# [Work to be completed]
Please transcribe the records precisely; pictures stay out of your copy.

begin Supplied information

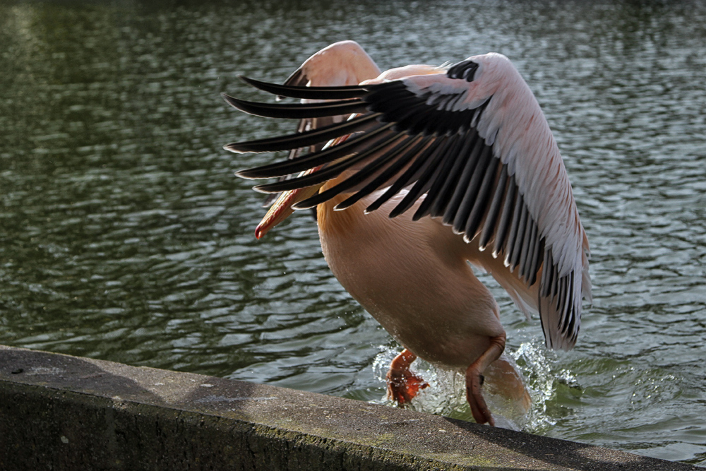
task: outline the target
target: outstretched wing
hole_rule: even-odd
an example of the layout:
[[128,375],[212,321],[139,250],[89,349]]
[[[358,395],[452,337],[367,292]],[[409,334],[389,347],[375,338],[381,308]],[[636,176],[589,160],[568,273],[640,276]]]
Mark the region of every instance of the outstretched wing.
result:
[[540,314],[547,345],[573,346],[582,297],[590,297],[587,241],[546,120],[507,58],[477,56],[445,74],[359,86],[301,88],[244,80],[278,95],[331,100],[230,102],[248,113],[277,118],[351,114],[342,123],[309,131],[226,145],[233,152],[270,152],[348,136],[316,152],[238,172],[245,178],[270,178],[322,166],[256,189],[295,189],[347,172],[347,179],[295,207],[313,207],[345,194],[337,206],[344,209],[387,188],[368,206],[373,211],[407,189],[390,217],[426,195],[414,218],[440,217],[467,242],[478,238],[481,250],[491,247],[514,276],[537,288],[533,307]]
[[[301,66],[294,71],[285,82],[285,85],[336,87],[341,85],[358,85],[366,80],[375,78],[380,75],[380,69],[365,50],[354,41],[339,41],[335,42],[307,59]],[[229,103],[231,97],[224,95]],[[283,98],[279,96],[277,98]],[[318,99],[303,98],[303,103],[321,101]],[[345,110],[341,114],[317,117],[303,117],[297,128],[298,133],[311,131],[335,123],[342,122],[346,117]],[[316,143],[306,148],[297,148],[289,150],[288,159],[294,159],[306,151],[321,150],[325,142]],[[289,179],[283,177],[281,180]],[[270,204],[277,195],[270,195],[263,203]],[[316,214],[316,213],[315,213]]]

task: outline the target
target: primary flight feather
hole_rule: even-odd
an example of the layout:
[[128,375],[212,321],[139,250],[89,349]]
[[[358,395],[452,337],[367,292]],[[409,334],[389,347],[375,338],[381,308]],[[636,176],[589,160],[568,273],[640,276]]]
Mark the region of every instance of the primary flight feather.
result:
[[588,242],[558,148],[510,61],[491,53],[381,74],[345,41],[284,85],[243,79],[301,100],[224,95],[246,113],[300,119],[293,134],[225,146],[289,151],[237,174],[280,177],[255,187],[282,192],[256,235],[294,209],[316,208],[332,271],[405,347],[388,374],[390,397],[405,403],[426,386],[409,371],[418,355],[465,372],[477,422],[494,423],[484,374],[495,371],[528,401],[521,379],[497,374],[510,369],[499,309],[468,263],[492,273],[527,315],[539,313],[550,348],[573,347],[591,289]]

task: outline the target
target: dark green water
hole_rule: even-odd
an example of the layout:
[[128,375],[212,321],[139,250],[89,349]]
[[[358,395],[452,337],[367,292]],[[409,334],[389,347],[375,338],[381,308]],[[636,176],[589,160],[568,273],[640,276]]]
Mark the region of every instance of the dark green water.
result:
[[306,215],[255,240],[261,196],[233,172],[272,157],[221,147],[292,126],[230,110],[220,92],[255,96],[237,74],[281,81],[343,39],[383,69],[515,63],[565,156],[594,297],[555,354],[493,288],[534,389],[524,427],[706,465],[702,2],[0,0],[0,343],[380,400],[394,342]]

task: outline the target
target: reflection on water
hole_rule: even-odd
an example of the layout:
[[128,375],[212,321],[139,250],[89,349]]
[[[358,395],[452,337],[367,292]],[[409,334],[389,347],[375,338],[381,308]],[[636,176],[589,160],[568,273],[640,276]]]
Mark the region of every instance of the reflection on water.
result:
[[594,286],[568,354],[493,288],[535,390],[525,427],[706,465],[702,2],[0,0],[0,343],[379,400],[393,342],[307,215],[254,239],[260,196],[233,172],[272,157],[221,149],[291,127],[231,112],[219,93],[256,93],[237,74],[282,81],[342,39],[383,68],[517,64]]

end Supplied information

# [Solution for this exercise]
task: outline the target
target: outstretched wing
hole_rule: even-odd
an example of the layout:
[[128,375],[212,321],[139,250],[89,349]]
[[[358,395],[452,337],[367,292]],[[409,334],[389,347],[375,338],[381,308]],[[636,176],[589,160],[568,273],[640,276]]]
Mark the region of every instance of the outstretched wing.
result:
[[540,314],[547,345],[573,346],[582,297],[590,297],[587,241],[546,120],[507,58],[477,56],[445,74],[359,86],[301,88],[244,80],[278,95],[331,100],[230,102],[248,113],[277,118],[351,114],[342,123],[309,131],[226,145],[233,152],[270,152],[348,136],[316,152],[238,172],[245,178],[270,178],[322,166],[256,189],[295,189],[347,172],[347,179],[295,207],[313,207],[345,194],[337,206],[344,209],[387,188],[368,206],[373,211],[407,189],[390,217],[426,195],[414,218],[440,217],[467,242],[478,238],[481,250],[491,247],[514,276],[537,288],[533,307]]
[[[301,66],[294,71],[285,82],[285,85],[336,87],[341,85],[358,85],[366,80],[375,78],[380,75],[380,69],[365,50],[354,41],[339,41],[335,42],[307,59]],[[229,103],[231,97],[224,95]],[[283,98],[279,96],[277,98]],[[318,99],[303,98],[303,103],[321,101]],[[345,110],[341,114],[317,117],[303,117],[297,128],[298,133],[311,131],[335,123],[342,122],[346,117]],[[316,143],[306,148],[297,148],[289,150],[288,159],[294,159],[306,151],[321,150],[325,142]],[[289,179],[283,177],[281,180]],[[270,204],[277,195],[270,195],[263,203]],[[316,214],[316,213],[315,213]]]

task: outline the target
target: primary flight feather
hole_rule: even-odd
an example of the layout:
[[128,375],[212,321],[139,250],[89,349]]
[[[358,395],[452,337],[367,292]],[[409,334],[389,347],[375,338],[381,308]],[[636,176],[589,160],[568,273],[640,276]]]
Mark the region of every instance of the primary flight feather.
result:
[[588,242],[558,148],[510,61],[491,53],[381,74],[345,41],[284,85],[243,79],[301,100],[224,95],[246,113],[300,119],[293,134],[225,146],[289,151],[237,174],[280,177],[255,187],[282,192],[256,235],[294,209],[316,208],[332,271],[405,347],[388,374],[390,397],[405,403],[426,386],[409,371],[418,355],[465,372],[477,422],[494,423],[484,374],[495,371],[528,401],[521,379],[497,374],[510,369],[499,309],[468,263],[492,273],[527,315],[539,313],[550,348],[573,347],[591,289]]

task: outline the target
target: dark green water
hole_rule: even-odd
an example of the layout:
[[128,375],[212,321],[139,250],[89,349]]
[[[358,395],[452,337],[367,292]],[[409,334],[389,347],[375,338],[381,308]],[[636,176],[589,160],[568,273],[640,276]]]
Mark the region of every instance of the dark green water.
result:
[[306,215],[255,240],[261,196],[233,172],[272,157],[221,147],[292,126],[230,110],[220,92],[255,96],[237,74],[281,81],[343,39],[383,69],[515,63],[565,156],[594,297],[555,354],[493,288],[534,389],[524,427],[706,465],[702,2],[0,0],[0,343],[380,400],[394,342]]

task: outline the target
target: reflection on water
hole_rule: even-odd
an example of the layout:
[[128,375],[212,321],[139,250],[89,349]]
[[[358,395],[452,337],[367,292]],[[409,334],[389,347],[375,338],[381,308]],[[636,176],[589,160],[568,273],[640,276]]]
Mark the region of every instance of the reflection on water.
result:
[[594,286],[568,354],[493,288],[535,390],[525,427],[706,465],[702,2],[0,0],[0,343],[379,400],[393,342],[307,215],[254,239],[260,196],[233,172],[272,157],[221,149],[291,127],[231,112],[219,93],[256,93],[237,74],[282,81],[342,39],[383,68],[517,64]]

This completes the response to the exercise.